**Action item**
Search the records below for the line containing "Return one point per instance of the blurred spectator". Write out that line and every line after it exactly as written.

[Natural language region descriptions]
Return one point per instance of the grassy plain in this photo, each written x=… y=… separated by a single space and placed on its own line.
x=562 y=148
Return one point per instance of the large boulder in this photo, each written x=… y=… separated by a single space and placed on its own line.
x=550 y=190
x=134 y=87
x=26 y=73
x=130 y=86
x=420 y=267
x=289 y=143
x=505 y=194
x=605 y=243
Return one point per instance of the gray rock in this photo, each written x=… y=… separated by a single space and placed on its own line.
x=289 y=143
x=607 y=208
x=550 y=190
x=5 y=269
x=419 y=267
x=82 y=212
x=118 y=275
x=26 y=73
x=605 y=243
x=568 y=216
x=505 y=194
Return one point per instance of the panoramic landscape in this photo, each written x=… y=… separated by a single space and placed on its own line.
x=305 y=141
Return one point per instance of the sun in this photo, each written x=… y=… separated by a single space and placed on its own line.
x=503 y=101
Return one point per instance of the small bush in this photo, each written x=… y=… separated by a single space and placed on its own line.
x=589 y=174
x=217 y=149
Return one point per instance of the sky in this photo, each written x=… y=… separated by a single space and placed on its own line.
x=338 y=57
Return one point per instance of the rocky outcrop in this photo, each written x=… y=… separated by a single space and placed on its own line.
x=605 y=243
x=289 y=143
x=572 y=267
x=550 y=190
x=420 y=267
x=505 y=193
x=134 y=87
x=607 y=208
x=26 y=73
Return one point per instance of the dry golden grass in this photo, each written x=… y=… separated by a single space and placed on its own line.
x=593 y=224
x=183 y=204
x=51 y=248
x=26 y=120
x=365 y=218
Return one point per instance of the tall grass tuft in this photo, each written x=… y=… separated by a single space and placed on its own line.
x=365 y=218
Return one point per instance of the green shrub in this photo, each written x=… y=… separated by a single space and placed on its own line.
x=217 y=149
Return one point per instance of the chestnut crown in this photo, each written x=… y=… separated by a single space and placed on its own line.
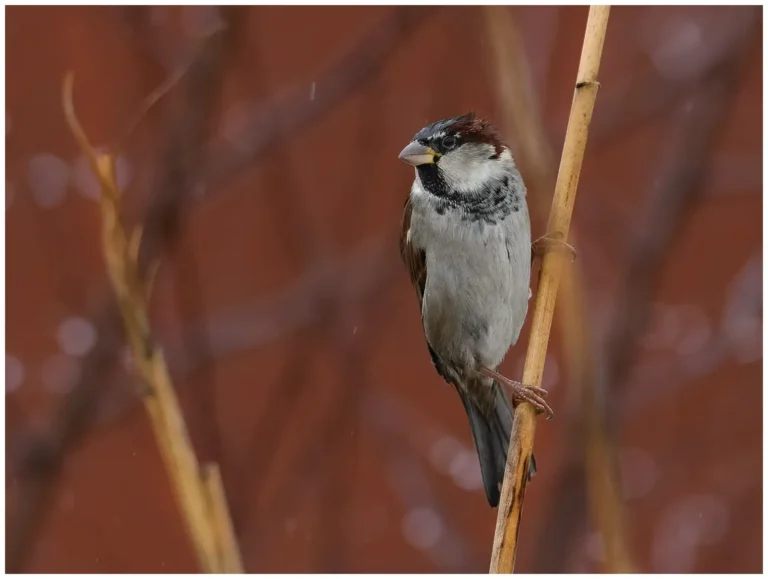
x=448 y=134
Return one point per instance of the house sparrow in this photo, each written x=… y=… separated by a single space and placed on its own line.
x=466 y=241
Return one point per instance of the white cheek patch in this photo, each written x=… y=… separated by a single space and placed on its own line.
x=470 y=172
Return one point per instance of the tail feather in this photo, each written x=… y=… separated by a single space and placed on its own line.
x=491 y=431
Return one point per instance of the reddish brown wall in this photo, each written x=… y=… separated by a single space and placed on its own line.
x=341 y=450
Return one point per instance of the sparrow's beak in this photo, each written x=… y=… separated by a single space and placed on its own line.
x=417 y=154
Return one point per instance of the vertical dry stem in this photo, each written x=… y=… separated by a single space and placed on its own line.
x=521 y=443
x=523 y=123
x=200 y=494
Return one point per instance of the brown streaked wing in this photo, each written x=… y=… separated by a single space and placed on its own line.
x=415 y=259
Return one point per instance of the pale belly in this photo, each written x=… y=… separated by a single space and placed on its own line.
x=476 y=296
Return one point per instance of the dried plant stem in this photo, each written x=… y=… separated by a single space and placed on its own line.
x=523 y=122
x=199 y=491
x=521 y=443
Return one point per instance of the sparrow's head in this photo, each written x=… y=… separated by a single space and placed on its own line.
x=459 y=155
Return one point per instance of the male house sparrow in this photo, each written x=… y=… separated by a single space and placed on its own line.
x=466 y=241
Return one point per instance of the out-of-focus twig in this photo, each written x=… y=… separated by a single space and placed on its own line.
x=521 y=443
x=523 y=121
x=291 y=110
x=40 y=455
x=672 y=201
x=199 y=492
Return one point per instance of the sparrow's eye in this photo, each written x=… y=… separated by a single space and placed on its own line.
x=449 y=142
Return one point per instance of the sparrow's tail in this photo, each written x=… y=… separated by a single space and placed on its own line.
x=491 y=431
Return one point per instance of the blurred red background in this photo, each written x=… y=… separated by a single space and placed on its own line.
x=270 y=179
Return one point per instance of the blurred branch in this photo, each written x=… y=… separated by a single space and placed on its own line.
x=672 y=201
x=522 y=119
x=521 y=443
x=292 y=110
x=39 y=456
x=201 y=498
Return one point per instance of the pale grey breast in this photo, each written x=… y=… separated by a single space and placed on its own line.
x=478 y=280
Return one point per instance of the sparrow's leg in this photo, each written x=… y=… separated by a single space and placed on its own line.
x=522 y=392
x=551 y=242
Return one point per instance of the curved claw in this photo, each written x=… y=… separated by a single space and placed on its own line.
x=523 y=392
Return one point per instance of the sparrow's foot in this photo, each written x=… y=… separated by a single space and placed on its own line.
x=522 y=392
x=551 y=242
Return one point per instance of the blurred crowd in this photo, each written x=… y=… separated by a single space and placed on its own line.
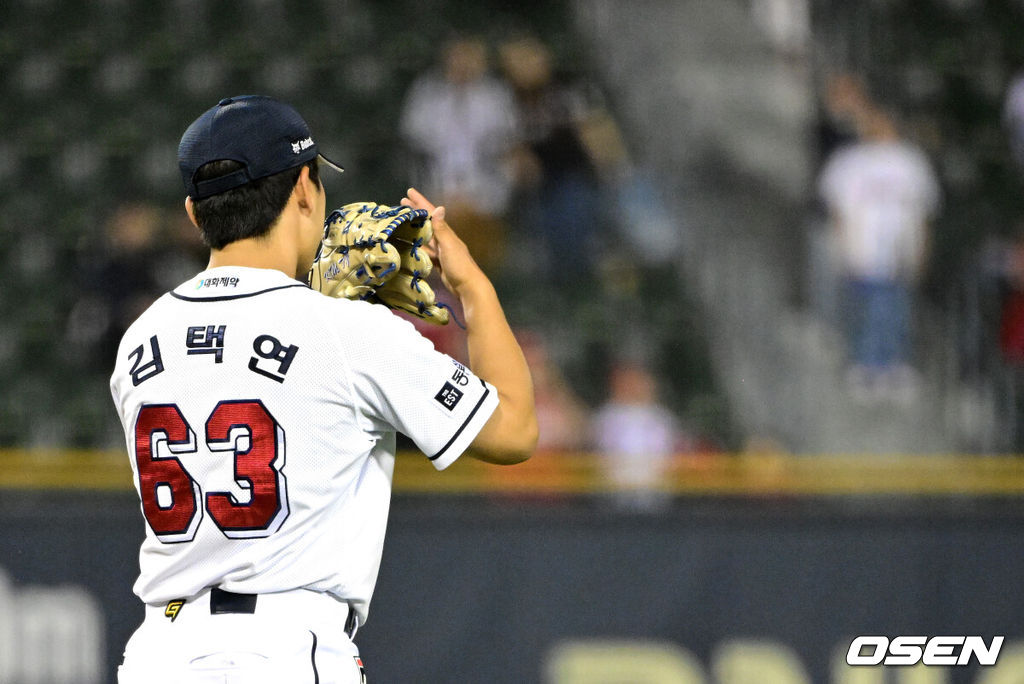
x=536 y=177
x=879 y=195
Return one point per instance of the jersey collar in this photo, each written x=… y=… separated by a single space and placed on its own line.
x=232 y=283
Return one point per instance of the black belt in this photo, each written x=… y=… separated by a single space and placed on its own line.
x=222 y=603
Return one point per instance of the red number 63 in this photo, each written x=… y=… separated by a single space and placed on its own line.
x=170 y=495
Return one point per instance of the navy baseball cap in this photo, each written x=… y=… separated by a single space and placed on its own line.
x=265 y=135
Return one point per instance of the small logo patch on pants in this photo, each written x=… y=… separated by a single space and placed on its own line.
x=172 y=608
x=363 y=672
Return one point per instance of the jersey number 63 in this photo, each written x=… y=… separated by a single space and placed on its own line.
x=171 y=496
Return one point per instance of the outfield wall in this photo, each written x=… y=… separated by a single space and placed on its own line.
x=560 y=588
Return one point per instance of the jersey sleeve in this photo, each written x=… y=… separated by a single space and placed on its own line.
x=400 y=380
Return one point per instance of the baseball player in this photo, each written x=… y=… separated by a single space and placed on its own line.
x=260 y=415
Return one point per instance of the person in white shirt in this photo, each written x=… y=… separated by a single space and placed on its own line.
x=882 y=194
x=260 y=418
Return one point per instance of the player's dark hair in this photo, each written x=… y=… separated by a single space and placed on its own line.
x=247 y=211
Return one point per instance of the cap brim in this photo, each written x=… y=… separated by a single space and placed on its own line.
x=325 y=160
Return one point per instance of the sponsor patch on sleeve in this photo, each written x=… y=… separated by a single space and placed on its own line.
x=449 y=396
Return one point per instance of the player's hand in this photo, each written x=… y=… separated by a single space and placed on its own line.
x=458 y=267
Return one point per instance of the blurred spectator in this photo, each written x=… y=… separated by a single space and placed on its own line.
x=637 y=437
x=557 y=174
x=141 y=257
x=118 y=283
x=460 y=123
x=881 y=194
x=561 y=416
x=844 y=105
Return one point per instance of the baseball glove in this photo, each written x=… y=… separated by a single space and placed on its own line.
x=375 y=253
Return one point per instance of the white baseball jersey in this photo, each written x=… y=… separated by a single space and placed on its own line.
x=883 y=194
x=260 y=419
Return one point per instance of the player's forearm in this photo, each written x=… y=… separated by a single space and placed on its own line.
x=510 y=435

**Problem solution**
Return one point per instance of the blurred spectator in this photo, each written x=… y=… separated by a single space and placed on its own line.
x=637 y=437
x=557 y=174
x=141 y=257
x=118 y=283
x=460 y=123
x=881 y=194
x=561 y=416
x=844 y=105
Return one point per instance of the baseball glove in this photo, each written x=… y=… separated by a single space and placed on its own line.
x=375 y=253
Return one point per instance of the white baseball jersey in this photo, each written x=… y=… separated by a single space and placed on its own line.
x=883 y=194
x=260 y=419
Return one point per instance of the player's forearm in this photo, each written x=… y=… separated by a single space and placed on its own line.
x=510 y=435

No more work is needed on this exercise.